Start of Available records

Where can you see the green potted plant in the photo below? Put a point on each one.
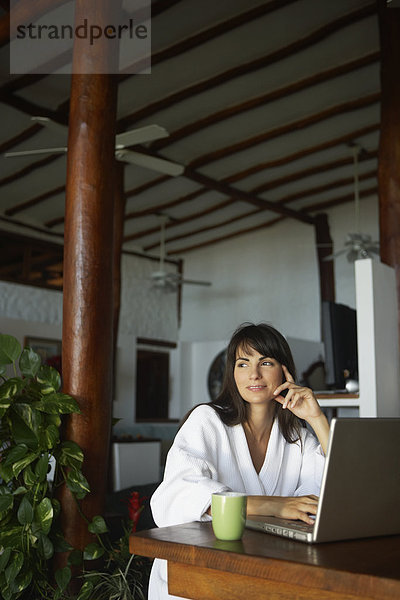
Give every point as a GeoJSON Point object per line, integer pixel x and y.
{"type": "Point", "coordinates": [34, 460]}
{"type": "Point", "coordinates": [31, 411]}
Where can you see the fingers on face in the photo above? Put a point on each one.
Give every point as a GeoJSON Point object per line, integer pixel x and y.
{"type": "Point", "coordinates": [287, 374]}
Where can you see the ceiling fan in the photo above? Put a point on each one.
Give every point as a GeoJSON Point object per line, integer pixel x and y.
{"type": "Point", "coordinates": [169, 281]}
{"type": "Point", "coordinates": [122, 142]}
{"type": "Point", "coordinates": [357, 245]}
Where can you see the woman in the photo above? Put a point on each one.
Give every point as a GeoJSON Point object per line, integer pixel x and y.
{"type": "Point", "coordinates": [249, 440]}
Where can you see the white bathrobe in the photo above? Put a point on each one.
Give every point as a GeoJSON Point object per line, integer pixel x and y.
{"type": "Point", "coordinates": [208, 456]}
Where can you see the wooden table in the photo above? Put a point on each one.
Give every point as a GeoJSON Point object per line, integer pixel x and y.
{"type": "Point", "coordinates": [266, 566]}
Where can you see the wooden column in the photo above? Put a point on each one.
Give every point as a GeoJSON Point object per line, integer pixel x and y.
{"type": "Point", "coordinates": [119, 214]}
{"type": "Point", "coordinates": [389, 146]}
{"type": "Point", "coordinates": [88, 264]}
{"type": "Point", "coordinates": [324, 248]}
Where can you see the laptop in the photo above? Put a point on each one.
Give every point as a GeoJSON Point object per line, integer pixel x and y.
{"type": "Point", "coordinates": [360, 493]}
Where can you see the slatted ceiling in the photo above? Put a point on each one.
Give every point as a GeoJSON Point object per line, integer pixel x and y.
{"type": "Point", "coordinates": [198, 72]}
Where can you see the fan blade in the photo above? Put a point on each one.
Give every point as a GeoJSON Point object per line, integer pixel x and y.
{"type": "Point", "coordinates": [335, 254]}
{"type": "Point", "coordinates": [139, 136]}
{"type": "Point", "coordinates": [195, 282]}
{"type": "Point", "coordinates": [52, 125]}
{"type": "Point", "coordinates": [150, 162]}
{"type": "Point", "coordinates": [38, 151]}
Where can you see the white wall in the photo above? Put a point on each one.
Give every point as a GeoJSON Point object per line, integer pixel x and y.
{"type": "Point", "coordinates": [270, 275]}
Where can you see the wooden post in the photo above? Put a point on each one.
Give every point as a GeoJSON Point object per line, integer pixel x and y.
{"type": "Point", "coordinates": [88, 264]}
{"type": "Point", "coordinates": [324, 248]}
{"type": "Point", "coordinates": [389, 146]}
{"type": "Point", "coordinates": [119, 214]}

End of Available records
Start of Available records

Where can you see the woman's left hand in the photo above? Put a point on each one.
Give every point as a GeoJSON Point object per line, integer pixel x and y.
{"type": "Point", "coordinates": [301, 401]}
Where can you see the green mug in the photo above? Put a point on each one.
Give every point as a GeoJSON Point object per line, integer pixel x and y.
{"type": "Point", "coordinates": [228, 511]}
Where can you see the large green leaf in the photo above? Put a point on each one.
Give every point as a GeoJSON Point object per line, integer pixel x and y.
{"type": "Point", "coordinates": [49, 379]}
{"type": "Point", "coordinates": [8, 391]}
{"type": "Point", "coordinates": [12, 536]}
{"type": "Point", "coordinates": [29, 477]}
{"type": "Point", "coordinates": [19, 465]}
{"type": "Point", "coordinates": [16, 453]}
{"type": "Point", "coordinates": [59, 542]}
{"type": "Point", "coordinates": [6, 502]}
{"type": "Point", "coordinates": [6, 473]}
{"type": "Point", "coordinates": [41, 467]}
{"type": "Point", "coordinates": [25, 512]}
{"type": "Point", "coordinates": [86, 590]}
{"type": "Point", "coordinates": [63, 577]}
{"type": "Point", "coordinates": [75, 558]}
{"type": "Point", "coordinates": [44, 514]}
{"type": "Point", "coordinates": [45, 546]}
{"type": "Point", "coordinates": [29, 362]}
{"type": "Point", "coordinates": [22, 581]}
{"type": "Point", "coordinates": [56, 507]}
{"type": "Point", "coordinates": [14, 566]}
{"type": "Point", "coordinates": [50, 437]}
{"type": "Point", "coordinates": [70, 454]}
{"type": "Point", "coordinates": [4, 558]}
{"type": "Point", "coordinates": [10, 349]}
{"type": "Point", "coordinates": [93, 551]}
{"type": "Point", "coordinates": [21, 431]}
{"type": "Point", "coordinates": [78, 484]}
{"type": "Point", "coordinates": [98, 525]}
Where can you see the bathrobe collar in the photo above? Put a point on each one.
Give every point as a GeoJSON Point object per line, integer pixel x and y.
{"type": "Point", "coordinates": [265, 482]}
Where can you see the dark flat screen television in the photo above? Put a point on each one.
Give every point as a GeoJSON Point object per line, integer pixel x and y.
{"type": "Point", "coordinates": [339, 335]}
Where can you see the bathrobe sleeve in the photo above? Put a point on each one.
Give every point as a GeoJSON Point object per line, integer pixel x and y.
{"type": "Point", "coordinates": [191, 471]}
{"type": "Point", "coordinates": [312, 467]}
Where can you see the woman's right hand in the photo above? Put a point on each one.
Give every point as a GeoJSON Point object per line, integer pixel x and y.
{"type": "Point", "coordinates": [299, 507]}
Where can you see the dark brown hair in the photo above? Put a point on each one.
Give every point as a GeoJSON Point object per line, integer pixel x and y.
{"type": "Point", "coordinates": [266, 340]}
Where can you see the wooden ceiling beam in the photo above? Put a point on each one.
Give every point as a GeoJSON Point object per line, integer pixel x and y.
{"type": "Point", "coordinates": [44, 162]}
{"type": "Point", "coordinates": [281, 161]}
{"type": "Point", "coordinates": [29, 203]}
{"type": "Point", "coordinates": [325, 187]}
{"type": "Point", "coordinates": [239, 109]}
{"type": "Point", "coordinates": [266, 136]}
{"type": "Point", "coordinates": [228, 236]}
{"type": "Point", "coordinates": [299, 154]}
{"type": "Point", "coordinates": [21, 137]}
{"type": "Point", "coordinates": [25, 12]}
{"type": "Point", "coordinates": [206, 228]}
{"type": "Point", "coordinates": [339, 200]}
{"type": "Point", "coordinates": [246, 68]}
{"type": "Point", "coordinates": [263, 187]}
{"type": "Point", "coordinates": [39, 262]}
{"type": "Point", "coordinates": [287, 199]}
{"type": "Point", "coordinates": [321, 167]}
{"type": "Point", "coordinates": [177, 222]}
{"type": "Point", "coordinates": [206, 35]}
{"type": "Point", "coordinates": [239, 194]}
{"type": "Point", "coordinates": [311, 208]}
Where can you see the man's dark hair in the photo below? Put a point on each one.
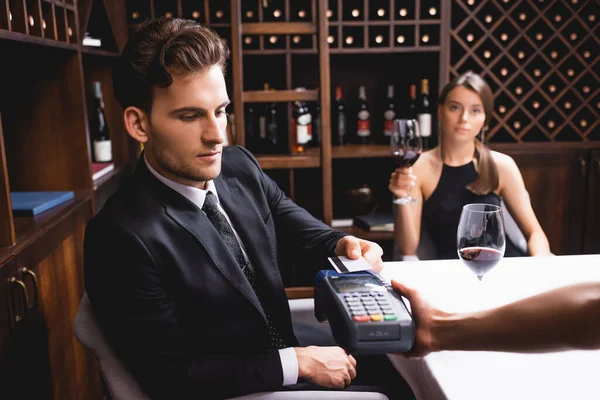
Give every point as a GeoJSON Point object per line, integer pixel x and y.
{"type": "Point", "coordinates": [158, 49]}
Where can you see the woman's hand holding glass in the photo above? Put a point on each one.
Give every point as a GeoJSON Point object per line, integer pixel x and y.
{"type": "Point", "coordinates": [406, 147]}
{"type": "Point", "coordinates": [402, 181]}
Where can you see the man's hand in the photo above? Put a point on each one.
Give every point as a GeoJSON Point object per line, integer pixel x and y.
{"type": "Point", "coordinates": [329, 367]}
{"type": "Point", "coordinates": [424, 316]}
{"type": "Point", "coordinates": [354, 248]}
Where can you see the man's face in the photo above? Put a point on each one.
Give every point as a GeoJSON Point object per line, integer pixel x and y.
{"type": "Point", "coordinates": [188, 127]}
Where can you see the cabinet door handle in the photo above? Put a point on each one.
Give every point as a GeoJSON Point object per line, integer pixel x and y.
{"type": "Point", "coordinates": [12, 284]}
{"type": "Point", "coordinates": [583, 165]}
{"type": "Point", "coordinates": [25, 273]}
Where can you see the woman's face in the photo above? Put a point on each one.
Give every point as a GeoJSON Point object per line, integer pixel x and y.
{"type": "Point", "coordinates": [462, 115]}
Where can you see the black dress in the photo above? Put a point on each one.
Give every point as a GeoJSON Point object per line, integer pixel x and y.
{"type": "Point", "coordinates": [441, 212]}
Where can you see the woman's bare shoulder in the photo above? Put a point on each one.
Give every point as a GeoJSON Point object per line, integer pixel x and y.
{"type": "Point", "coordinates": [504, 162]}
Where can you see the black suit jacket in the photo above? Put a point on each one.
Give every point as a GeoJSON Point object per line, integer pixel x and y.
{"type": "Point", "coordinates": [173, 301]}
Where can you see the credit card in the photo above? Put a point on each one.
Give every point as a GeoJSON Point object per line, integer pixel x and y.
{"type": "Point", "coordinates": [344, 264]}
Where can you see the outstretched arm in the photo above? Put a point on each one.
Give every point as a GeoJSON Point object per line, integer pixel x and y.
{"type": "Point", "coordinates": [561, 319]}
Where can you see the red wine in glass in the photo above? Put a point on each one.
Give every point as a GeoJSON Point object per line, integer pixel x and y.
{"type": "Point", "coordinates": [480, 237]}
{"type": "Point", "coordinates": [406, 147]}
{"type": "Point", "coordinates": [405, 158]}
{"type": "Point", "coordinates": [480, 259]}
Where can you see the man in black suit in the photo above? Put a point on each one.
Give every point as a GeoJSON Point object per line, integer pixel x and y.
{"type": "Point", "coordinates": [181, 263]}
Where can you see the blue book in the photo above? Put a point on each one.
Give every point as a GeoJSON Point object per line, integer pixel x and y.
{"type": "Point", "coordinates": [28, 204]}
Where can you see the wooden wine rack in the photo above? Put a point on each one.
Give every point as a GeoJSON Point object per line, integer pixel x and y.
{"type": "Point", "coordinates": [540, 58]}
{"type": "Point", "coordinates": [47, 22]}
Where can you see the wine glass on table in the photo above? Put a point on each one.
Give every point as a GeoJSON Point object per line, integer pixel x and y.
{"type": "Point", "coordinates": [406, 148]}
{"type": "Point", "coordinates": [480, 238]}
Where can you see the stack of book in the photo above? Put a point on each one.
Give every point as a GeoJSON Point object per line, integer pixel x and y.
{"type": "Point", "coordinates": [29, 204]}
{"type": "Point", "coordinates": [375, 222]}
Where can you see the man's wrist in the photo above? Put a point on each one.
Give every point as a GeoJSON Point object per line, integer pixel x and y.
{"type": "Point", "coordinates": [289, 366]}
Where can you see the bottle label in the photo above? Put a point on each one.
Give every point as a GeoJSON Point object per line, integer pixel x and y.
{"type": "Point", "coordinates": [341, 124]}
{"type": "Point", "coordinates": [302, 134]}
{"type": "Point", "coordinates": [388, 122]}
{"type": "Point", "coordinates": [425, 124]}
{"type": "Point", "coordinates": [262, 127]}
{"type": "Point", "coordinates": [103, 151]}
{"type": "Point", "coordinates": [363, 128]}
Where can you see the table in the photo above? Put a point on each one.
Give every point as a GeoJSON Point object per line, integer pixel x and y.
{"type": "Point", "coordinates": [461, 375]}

End of Available records

→ What to produce:
Extract every line of the records above that contains the string "ceiling", copying each line in full. Matching is case-sensitive.

→ Full response:
Where can you see the ceiling fan in the photo above? Put a point on each one.
Where can you see the slatted ceiling in the photo above? Put a point on each one.
Where can you see the wooden ceiling beam in the photo above? Put a point on each one.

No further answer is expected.